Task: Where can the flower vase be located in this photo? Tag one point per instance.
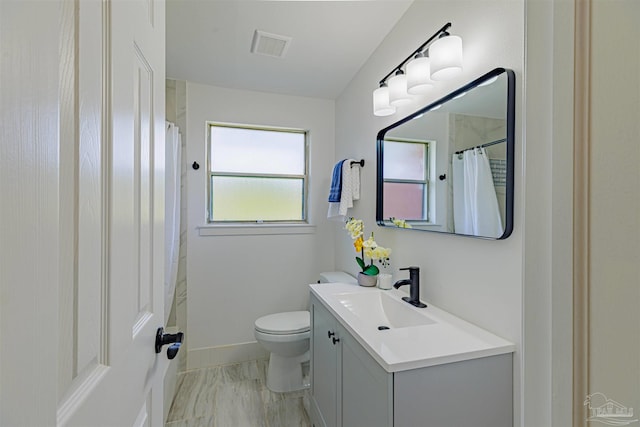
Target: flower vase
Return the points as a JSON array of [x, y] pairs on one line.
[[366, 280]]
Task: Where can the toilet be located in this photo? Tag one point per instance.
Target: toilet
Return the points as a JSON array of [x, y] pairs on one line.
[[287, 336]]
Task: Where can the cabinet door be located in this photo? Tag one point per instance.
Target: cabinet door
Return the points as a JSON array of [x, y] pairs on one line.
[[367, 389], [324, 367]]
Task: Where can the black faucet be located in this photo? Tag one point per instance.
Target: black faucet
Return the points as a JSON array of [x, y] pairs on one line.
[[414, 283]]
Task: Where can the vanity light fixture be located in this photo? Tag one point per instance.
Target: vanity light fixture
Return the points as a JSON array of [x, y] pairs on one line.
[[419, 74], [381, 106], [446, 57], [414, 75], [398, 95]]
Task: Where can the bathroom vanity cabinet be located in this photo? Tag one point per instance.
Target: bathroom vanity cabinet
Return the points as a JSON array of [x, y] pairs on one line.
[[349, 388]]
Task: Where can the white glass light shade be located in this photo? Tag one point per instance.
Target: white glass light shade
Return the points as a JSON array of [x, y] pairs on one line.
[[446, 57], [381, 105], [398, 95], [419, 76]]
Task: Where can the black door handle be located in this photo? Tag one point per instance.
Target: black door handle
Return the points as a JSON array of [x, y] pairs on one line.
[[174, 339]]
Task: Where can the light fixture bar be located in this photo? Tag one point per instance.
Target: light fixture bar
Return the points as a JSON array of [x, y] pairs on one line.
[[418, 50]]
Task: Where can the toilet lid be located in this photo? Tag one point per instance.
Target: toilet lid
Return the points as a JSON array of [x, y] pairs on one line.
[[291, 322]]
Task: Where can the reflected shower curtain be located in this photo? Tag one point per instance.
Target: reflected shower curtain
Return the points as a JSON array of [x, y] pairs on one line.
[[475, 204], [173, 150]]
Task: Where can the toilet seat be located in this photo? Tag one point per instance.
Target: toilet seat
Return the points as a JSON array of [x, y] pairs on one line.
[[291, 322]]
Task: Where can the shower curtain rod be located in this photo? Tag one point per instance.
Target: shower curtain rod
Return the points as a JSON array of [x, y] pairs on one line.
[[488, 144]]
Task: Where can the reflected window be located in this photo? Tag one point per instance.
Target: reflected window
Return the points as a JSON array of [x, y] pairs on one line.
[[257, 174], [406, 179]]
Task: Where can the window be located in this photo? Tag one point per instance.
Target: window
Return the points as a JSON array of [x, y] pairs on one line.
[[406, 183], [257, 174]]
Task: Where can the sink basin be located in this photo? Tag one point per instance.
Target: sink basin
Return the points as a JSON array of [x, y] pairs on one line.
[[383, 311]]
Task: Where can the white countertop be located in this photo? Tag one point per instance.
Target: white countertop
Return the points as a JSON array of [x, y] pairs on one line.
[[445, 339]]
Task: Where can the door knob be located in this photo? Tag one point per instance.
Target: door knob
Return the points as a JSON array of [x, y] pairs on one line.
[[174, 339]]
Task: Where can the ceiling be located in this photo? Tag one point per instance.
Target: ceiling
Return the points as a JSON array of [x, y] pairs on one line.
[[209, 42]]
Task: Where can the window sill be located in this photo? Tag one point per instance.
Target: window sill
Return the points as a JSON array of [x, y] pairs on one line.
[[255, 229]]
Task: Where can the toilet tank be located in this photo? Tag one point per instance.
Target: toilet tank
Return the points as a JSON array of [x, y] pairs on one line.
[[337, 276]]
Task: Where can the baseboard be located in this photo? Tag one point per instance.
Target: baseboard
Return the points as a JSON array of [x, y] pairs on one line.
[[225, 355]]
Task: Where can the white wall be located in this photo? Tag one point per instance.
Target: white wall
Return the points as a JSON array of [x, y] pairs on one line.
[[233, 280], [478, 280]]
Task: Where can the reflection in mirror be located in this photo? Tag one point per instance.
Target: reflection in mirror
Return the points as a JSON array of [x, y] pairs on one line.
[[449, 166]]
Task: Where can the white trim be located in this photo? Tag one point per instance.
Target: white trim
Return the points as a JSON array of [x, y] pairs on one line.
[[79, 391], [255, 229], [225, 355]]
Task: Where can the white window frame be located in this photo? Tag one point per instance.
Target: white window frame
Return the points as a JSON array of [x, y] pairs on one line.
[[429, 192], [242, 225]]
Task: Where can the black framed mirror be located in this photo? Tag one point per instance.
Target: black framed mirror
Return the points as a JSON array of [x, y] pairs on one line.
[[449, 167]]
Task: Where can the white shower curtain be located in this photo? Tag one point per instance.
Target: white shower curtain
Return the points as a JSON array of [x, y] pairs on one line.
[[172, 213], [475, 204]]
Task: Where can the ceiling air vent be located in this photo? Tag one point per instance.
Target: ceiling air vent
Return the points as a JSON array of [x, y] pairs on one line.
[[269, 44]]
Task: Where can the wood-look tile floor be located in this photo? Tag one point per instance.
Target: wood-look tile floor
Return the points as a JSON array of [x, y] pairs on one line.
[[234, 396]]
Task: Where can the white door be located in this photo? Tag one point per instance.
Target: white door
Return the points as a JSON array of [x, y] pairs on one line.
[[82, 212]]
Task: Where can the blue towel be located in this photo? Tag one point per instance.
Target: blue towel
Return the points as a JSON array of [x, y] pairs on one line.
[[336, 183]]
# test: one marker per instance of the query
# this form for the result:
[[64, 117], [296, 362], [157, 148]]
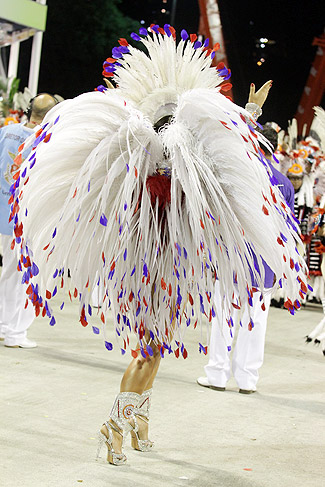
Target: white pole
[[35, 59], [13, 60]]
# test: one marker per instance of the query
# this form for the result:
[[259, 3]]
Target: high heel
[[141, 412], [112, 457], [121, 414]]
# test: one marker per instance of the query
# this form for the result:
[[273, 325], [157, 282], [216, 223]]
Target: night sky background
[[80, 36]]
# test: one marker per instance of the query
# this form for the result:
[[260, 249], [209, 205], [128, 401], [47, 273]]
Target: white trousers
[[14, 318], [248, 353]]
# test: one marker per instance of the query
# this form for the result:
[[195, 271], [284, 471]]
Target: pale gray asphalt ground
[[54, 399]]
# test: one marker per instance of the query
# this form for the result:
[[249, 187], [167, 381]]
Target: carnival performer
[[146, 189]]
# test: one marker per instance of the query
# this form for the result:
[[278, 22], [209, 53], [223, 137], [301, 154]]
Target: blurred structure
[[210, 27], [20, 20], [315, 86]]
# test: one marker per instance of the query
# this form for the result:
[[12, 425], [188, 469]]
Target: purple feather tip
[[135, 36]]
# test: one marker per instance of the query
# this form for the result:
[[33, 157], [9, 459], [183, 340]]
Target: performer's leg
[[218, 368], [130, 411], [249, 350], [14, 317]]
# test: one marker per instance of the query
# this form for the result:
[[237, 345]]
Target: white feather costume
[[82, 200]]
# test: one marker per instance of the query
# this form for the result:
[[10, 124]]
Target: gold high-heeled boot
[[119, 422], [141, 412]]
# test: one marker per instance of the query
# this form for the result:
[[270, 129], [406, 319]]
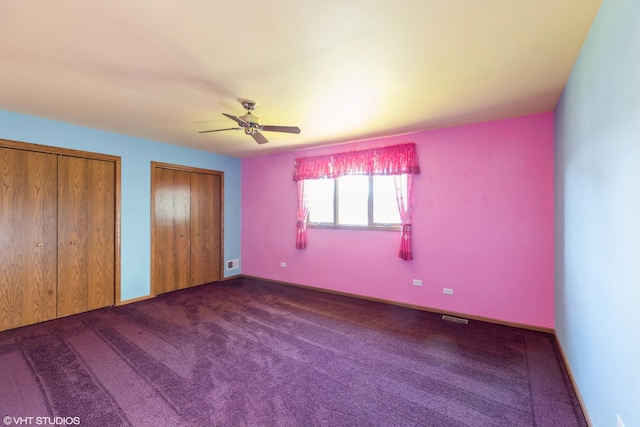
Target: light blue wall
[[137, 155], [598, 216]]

::::::::::

__Given task__
Rewrite all of the items above, switching every "instance" to "occurrence" and changing nothing else. Leave the pictures out.

__Answer to this task__
Task: Where can the flower vase be located in this photo? Tag one point per occurrence.
Target: flower vase
Return the points as a JSON array of [x, y] pairs on one line.
[[366, 280]]
Task: Where can the toilet be located in this photo? Tag one point per occurrence.
Target: toilet
Return the points as a JSON array of [x, y] pairs on one line.
[[287, 336]]
Task: Where can the cabinet door be located in this photo? Tag one point per occurrence.
Target: cabinet door
Return the points as a JSON array of [x, y] pairs on one line.
[[367, 389], [324, 367]]
Task: Where can the black faucet be located in this photo? Tag one point per occurrence.
Target: black faucet
Return the points as a JSON array of [x, y] pairs on one line.
[[414, 283]]
Task: Where can the vanity light fixture be located in this photo? Tag one point per occurrence.
Target: vanity light fixture
Return the points as a JSON array of [x, y] pairs on one line.
[[419, 74], [381, 106], [446, 57], [414, 75], [398, 95]]
Task: Where can the bathroom vanity cabinet be located in this photo? Tag one point per occurrence.
Target: bathroom vanity cabinet
Return the points as a JSON array of [x, y] pairs on one line.
[[349, 388]]
Task: Where can the white glass light shade be located in this photo? Tag one point per occurrence.
Target: white glass light shade
Return the points as a JSON array of [x, y] pairs on one line.
[[446, 57], [381, 105], [398, 95], [419, 76]]
Task: Where can the black door handle be located in this photo? Tag one point per occurrence.
Target: black door handle
Return the points as a JSON array of [x, y] pairs on one line.
[[174, 339]]
Task: Where can the light fixture bar be located in this photo? Tag one point per occurrence.
Target: light fixture bar
Return the points as a JSON array of [x, y] pairs on one line.
[[418, 50]]
Task: Where can the toilet lid be located in this photo? Tag one point per occurrence.
Target: toilet lid
Return the points as a JSON array of [x, y] pairs on one line.
[[291, 322]]
Task: Where can the reflected shower curtain be located in this photo? Tag one point per occurrence.
Target: reflected shower curtain
Return the points as a JSON array of [x, y] pairs on one line.
[[475, 204], [173, 150]]
Task: Where can the toilet seat be located in this photo? Tag one point per occurrence.
Target: toilet seat
Return the points as a JSON array of [x, y] pairs on one line.
[[291, 322]]
Task: Where can the shower curtain rod be located in this photo? Tag one point per occurrence.
Target: shower curtain rod
Return the points as a JSON array of [x, y] pairs on one line.
[[488, 144]]
Task: Where can the reflected window be located in this photo? Tag one point per occurrence.
Target: reflected window
Return the points as a JSON array of [x, y] pairs on one line.
[[257, 174], [406, 179]]
Task: Where can the window be located in this photo? Tag one point per occurrence.
Target: window
Return the points as a JSON array of [x, y] pairs on one line.
[[406, 183], [257, 174]]
Task: Where can the sink basin be located in this photo? Tag one point per occurrence.
Target: sink basin
Return the points as a JSON array of [x, y] pairs on one line.
[[383, 311]]
Task: Where can the white countertop be located in this photo? Tag one point per occurrence.
Target: white countertop
Return the points as a JSON array of [x, y] pairs on one line.
[[445, 339]]
Task: Where can the door knob be located in this photo? Tag one point per occurrence.
Target: door knob
Return the points as a JSON array of [x, y] pairs on one line.
[[174, 339]]
Task: Where can the ceiling be located in this photo? Tag one point per occurrence.
Target: ceiling
Return the points as a JSON array of [x, y] pairs on one line.
[[209, 42]]
Task: Where can the window sill be located in this photo? Tag one point per occurrence.
Target: window sill
Return the points as a JSON array of [x, y] pairs on one line.
[[255, 229]]
Task: Where can the toilet tank be located in this photo? Tag one point per occurrence.
Target: toilet tank
Return the points as a JSON array of [x, y] pairs on one line.
[[337, 276]]
Task: Where can the baseboard be located in this photo? Tag one point per occurrence.
Target: baseboard
Return the points as a JSON array of [x, y] pairs on one line.
[[225, 355]]
Task: Where can the white wall be located in this photo? Tag one point per occurrence.
Target: white wall
Return the points as a JSON array of [x, y] pairs on one line.
[[233, 280], [478, 280]]
Task: Where can the reflection in mirror be located in this photo? Tag one point per occurrence.
Target: reflection in mirror
Return the points as a JSON array of [x, y] pairs on one line.
[[449, 166]]
Task: Where can the white trim be located in this photo? Tag one point per occurrence.
Target: white trim
Return the points as a JSON array of [x, y] pairs on one line.
[[79, 391], [255, 229], [225, 355]]
Task: Where can the white window frame be located in this photo? Tag one point per occurrence.
Target: white window frame
Return the points as a JSON array of [x, y] pairs on one line.
[[429, 192], [242, 225]]
Task: Where can the black framed mirror be located in this photo? Tag one point per occurrence.
Target: black framed mirror
Return the points as a JSON array of [x, y] pairs on one line.
[[449, 167]]
Task: Where can the white shower curtain be located in this photo? Tag one point per occurrence.
Target: white shower curtain
Return the points as a JSON array of [x, y] pairs on one line.
[[172, 213], [475, 204]]
Task: Where can the ceiling air vent be located in this photo? Tag one point per occurrence.
Target: ceiling air vent
Return the points as a JSON array of [x, y] pairs on one line.
[[269, 44]]
Task: Where can the wood-look tile floor be located in this photo? Tag one point per occurrence.
Target: wood-look tile floor
Return the points as a JSON array of [x, y] pairs on one line.
[[234, 396]]
Task: Where can the white door be located in this photo? Tag one point per occurrence.
Target: white door
Return the points as a JSON array of [x, y] pairs on one line.
[[82, 212]]
Task: Where can the blue towel be located in this photo? Tag one point per occurrence.
Target: blue towel
Return the points as a JSON array of [x, y] pairs on one line.
[[336, 183]]
# test: one marker per occurrence of the query
# this form for the result:
[[64, 117], [296, 362], [157, 148]]
Target: white pole
[[35, 59], [13, 60]]
# test: one marker per occurrence of the query
# this form for the result:
[[259, 3]]
Target: high heel
[[141, 412], [112, 457], [121, 414]]
# test: one marker per occurrence of the query
# this form for the result:
[[273, 325], [157, 282], [216, 223]]
Target: night sky background
[[80, 36]]
# test: one marker per occurrence of the query
# this form for the result:
[[260, 249], [209, 205], [128, 401], [47, 273]]
Target: white trousers
[[14, 318], [248, 353]]
# test: one marker per occurrence of the query
# this form for the result:
[[195, 271], [284, 471]]
Target: pale gray asphalt ground
[[54, 399]]
# test: one marker per occurrence of the query
# this form for the result:
[[249, 187], [167, 381]]
Target: carnival performer
[[146, 189]]
# test: one marker per occurrence of the query
# this form for the result:
[[278, 22], [209, 53], [223, 137], [301, 154]]
Target: blurred structure
[[210, 27], [20, 20], [315, 86]]
# test: one marker per occurrence of the query
# this form for the result:
[[12, 425], [188, 469]]
Target: purple feather tip
[[135, 36]]
# test: one marker per occurrence of the query
# this form for the result:
[[33, 157], [9, 459], [183, 340]]
Target: performer's leg
[[218, 368], [130, 411], [249, 350], [14, 317]]
# test: one marker per occurrence of the query
# this form for the result:
[[237, 345]]
Target: white feather costume
[[82, 200]]
# test: one marker per occurrence of the query
# this form for the result:
[[10, 124]]
Target: gold high-heeled boot
[[119, 422], [141, 412]]
# test: one marker per occurrence of the query
# this form for the result:
[[270, 129], [406, 319]]
Target: light blue wall
[[137, 155], [598, 216]]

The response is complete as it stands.